#### TRECHO DA PÁGINA ####
De quando fiquei sem palavras

Há não tanto tempo peguei-me numa situação um tanto quanto embaraçosa e que julguei merecedora destas linhas. Sabe como é, com a rotina é comum que tudo pareça normal e que os fatos do cotidiano quase sempre perpassem desapercebidos as nossas retinas cansadas da mesmice de um incondicional vai e vem quase sem sentido e que dificilmente nos permite ser personagens de algo que realmente importe.

Primeiro veio à notícia: o inevitável choque de saber que alguém de repente, já não mais está. Aquela coisa difícil de num piscar de olhos ser obrigado a usar os verbos no pretérito perfeito do indicativo: “Foi tão boa pessoa”, “Passou desta para uma melhor”, “Finalmente descansou”. Bom, nessa hora não há como não fazer um monte de reflexões e de lembrar uma vez mais a pequenez dos seres e a imensidão do egoísmo desenfreado.
####
* _ENUNCIADO_:
Dê sequência à crônica sobre a notícia de uma morte, começando logo após a última frase.
#### INFORMAÇÕES EXIBIDAS ####
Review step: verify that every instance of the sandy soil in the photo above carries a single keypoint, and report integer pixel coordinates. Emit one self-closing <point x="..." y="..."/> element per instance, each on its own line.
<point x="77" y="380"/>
####
* _RESPOSTA_:
Velório às vezes é cômico. Têm artistas de todos os tipos. Como aqueles que te conhecem desde pequeno e que te pegaram no colo, mas que você, ainda que se esforce muito, no máximo consegue relacionar a pessoa a um nome que não escuta há pelo menos uma porção de anos. Há também aquelas pessoas que você até se esqueceu de que são da sua família e aqueles em quem você pára para pensar e percebe que para eles, a sua existência jamais passou despercebida, ainda que a possibilidade da sua presença tenha sido remota durante todo esse tempo. Existem aqueles que a gente se esquece até de que existiam. Fora o povo que vai para “matar gente” e atualizar mortes que as pessoas não contabilizaram por não receberem a noticia, mas que evidenciam a percepção de que o tempo passa e passa rápido.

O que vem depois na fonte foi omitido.